A falta de representatividade no nome é, para a comunidade, apenas um dos símbolos de anos de exclusão e violência que seus membros vêm enfrentando.
Um novo capítulo dessa história está sendo construído no STF, que transformou a ação envolvendo o território, dominado principalmente pelo povo xokleng, mas também com representação guarani e kaingang, em paradigma para tratar de outras demarcações de terras indígenas em andamento pelo país.
O julgamento, retomado nesta quarta (1º) pelo Supremo, vai definir se as demarcações devem seguir a tese do marco temporal, na prática um novo critério segundo a qual indígenas só podem reivindicar terras que já eram ocupadas por eles antes da data de promulgação da Constituição, em 5 de outubro de 1988.
Do outro lado está a teoria do indigenato, que reconhece o direito dos povos indígenas sobre suas terras como originário, ou seja, anterior ao próprio Estado.
No caso do território catarinense, a origem da discussão está em uma ação de reintegração de posse movida pelo IMA (Instituto de Meio Ambiente) de Santa Catarina contra a comunidade.
Em 2009, o governo alegou que cerca de cem indígenas invadiram um espaço da Reserva Biológica Sassafrás, em Itaiópolis, fora dos limites de 14 mil hectares destinados pelo estado aos xoklengs em 1956.
O julgamento se refere a um recurso da Funai (Fundação Nacional do Índio) contra uma decisão do TRF-4 (Tribunal Regional Federal da 4ª Região), que decidiu favoravelmente ao IMA contra o povo indígena.
Ocorre que a área originalmente reivindicada pela comunidade compreende 37 mil hectares, número próximo da extensão do território reservado aos indígenas no primeiro contato com os brancos, ainda em 1914, segundo o Cimi (Conselho Indigenista Missionário).

Registros de origem
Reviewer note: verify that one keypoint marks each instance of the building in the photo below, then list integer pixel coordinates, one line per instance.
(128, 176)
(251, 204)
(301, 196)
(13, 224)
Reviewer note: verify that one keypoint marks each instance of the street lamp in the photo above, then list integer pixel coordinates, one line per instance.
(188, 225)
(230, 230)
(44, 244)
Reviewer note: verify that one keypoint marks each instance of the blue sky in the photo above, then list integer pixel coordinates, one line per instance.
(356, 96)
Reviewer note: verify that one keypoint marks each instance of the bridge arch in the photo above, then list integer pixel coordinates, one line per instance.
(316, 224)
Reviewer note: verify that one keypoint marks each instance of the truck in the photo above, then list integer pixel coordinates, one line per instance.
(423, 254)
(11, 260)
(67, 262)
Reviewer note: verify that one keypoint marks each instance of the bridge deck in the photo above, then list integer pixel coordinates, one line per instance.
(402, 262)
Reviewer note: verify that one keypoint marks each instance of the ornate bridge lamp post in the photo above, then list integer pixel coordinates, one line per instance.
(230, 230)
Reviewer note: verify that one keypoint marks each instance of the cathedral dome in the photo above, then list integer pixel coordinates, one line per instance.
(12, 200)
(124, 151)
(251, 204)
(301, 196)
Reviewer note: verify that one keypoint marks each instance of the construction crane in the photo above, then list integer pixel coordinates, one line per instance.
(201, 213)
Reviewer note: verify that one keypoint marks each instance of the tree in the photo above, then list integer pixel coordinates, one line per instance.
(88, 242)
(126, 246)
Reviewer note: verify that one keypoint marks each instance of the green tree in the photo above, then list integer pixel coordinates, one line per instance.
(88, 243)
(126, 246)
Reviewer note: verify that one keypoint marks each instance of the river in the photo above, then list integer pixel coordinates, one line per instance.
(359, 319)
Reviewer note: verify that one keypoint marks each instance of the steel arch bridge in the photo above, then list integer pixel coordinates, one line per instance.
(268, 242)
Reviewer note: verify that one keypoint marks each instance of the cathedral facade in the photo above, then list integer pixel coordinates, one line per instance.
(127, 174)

Problemas e tarefas:
• a. Responda, com base no texto sobre o marco temporal:
(i) Qual instituição moveu a ação de reintegração de posse contra a comunidade?
(ii) Quantos hectares o estado destinou aos xoklengs em 1956?
(iii) Em que data foi promulgada a Constituição, segundo o texto?
• b. Transcreva do texto sobre o marco temporal o trecho que começa em "O julgamento se" e termina em "(Conselho Indigenista Missionário).".

Respostas esperadas:
• a.
(i) O IMA (Instituto de Meio Ambiente) de Santa Catarina.
(ii) 14 mil hectares.
(iii) Em 5 de outubro de 1988.

• b.
O julgamento se refere a um recurso da Funai (Fundação Nacional do Índio) contra uma decisão do TRF-4 (Tribunal Regional Federal da 4ª Região), que decidiu favoravelmente ao IMA contra o povo indígena.
Ocorre que a área originalmente reivindicada pela comunidade compreende 37 mil hectares, número próximo da extensão do território reservado aos indígenas no primeiro contato com os brancos, ainda em 1914, segundo o Cimi (Conselho Indigenista Missionário).